• BRANO DEL DOCUMENTO
»»
L’accusa durante la requisitoria di Farmabusiness: «È antitetico che Tallini abbia investito così tanti danari senza capire chi gestiva le quote»

Pubblicato il: 05/12/2021 – 10:58
di Alessia Truzzolillo
Cosche e colletti bianchi nell’affare dei farmaci: «Tutti i soci si conoscevano tra loro»

CATANZARO La teoria è quella della partita di calcetto del giovedì dove tutti i giocatori si conoscono e sanno chi gioca in squadra con loro. Un esempio semplice, diretto, per spiegare ciò che l’accusa ritiene retorico, ovvero che tutti i soci del consorzio Farma Italia si conoscessero tra di loro e ognuno sapesse perfettamente chi fosse l’altro e in quale ruolo “giocasse” nella partita sull’affare della distribuzione dei farmaci all’ingrosso. «… ma di che stiamo parlando? Di soggetti che fanno una società, ma non si conoscono?», ha detto il sostituto procuratore Domenico Guarascio.
Una lunga e minuziosa requisitoria è stata discussa lo scorso 24 novembre, davanti al giudice per l’udienza preliminare Barbara Saccà, dal procuratore aggiunto della Dda di Catanzaro Vincenzo Capomolla e dal sostituto procuratore Domenico Guarascio.
««
• MATERIALE MOSTRATO
»»
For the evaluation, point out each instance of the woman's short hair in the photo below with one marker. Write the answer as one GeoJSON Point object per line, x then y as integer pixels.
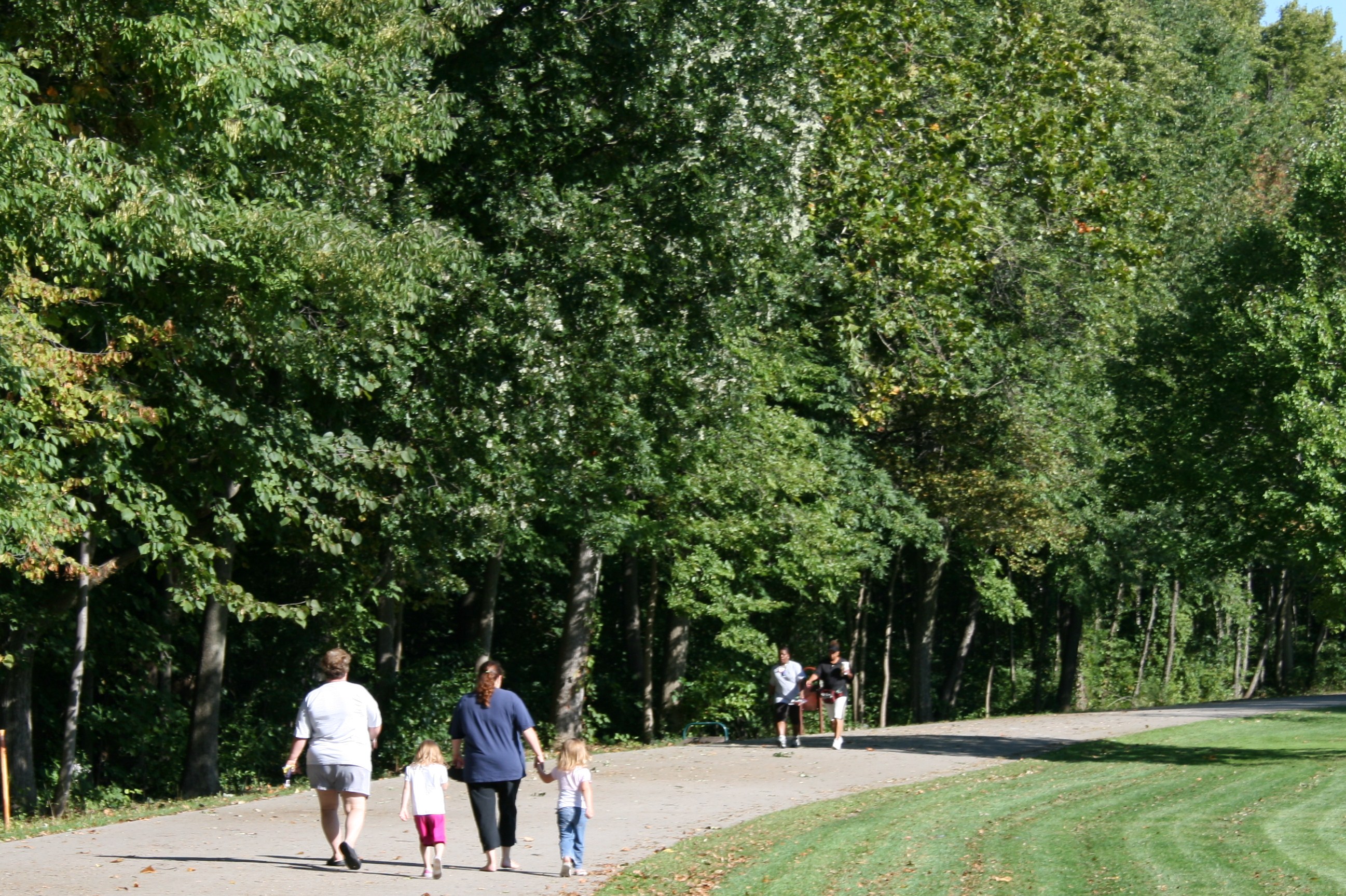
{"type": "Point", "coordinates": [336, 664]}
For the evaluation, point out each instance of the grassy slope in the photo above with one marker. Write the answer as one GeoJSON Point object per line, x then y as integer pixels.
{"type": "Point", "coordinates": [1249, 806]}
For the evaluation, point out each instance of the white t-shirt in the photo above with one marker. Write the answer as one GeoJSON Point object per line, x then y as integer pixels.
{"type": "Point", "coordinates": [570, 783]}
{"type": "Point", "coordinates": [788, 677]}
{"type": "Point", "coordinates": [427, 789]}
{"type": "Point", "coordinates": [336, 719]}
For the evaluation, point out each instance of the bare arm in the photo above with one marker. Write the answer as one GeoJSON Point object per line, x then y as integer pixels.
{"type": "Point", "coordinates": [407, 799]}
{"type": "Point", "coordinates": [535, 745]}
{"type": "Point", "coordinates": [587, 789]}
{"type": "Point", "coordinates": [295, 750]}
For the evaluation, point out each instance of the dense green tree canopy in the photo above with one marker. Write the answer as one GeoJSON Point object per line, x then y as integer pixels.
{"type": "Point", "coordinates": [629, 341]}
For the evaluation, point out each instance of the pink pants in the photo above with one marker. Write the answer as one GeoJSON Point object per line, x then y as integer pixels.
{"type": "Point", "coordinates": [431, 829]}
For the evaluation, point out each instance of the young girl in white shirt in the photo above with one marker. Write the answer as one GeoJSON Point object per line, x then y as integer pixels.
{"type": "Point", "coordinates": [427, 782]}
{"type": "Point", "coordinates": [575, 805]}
««
• SERIE DI COMPITI
1) Riscrivi il brano sull'inchiesta Farmabusiness partendo da "CATANZARO La teoria" e proseguendo fino a "dal sostituto procuratore Domenico Guarascio.", sostituendo "calcetto" con "pallavolo".
2) Secondo il brano sull'inchiesta Farmabusiness, davanti a quale giudice è stata discussa la requisitoria del 24 novembre?
3) Scrivi il seguito del brano sull'inchiesta Farmabusiness, a partire dall'ultima frase riportata.

• RISPOSTE
1)
CATANZARO La teoria è quella della partita di pallavolo del giovedì dove tutti i giocatori si conoscono e sanno chi gioca in squadra con loro. Un esempio semplice, diretto, per spiegare ciò che l’accusa ritiene retorico, ovvero che tutti i soci del consorzio Farma Italia si conoscessero tra di loro e ognuno sapesse perfettamente chi fosse l’altro e in quale ruolo “giocasse” nella partita sull’affare della distribuzione dei farmaci all’ingrosso. «… ma di che stiamo parlando? Di soggetti che fanno una società, ma non si conoscono?», ha detto il sostituto procuratore Domenico Guarascio.
Una lunga e minuziosa requisitoria è stata discussa lo scorso 24 novembre, davanti al giudice per l’udienza preliminare Barbara Saccà, dal procuratore aggiunto della Dda di Catanzaro Vincenzo Capomolla e dal sostituto procuratore Domenico Guarascio.

2) Davanti al giudice per l'udienza preliminare Barbara Saccà.

3)
Il processo è Farmabusiness nel quale si trovano implicati esponenti della cosca Grande Aracri di Cutro, professionisti, politici di spicco, esponenti della criminalità organizzata di Catanzaro. L’intento comune, secondo l’accusa, era quello di inserirsi nell’affare della distribuzione all’ingrosso dei farmaci, investendo i capitali acquisiti coi soldi sporchi dalla cosca Grande Aracri. Pietra d’angolo, che collega tutte le parti di questa vicenda, è considerato l’imprenditore/antennista di Catanzaro Domenico Scozzafava, persona che fa da raccordo, secondo le risultanze di indagine, tra la cosca di Cutro, i professionisti provenienti da Roma e il politico di lungo corso Domenico Tallini, all’epoca dei fatti assessore regionale al Personale e, di recente, ex presidente del consiglio regionale.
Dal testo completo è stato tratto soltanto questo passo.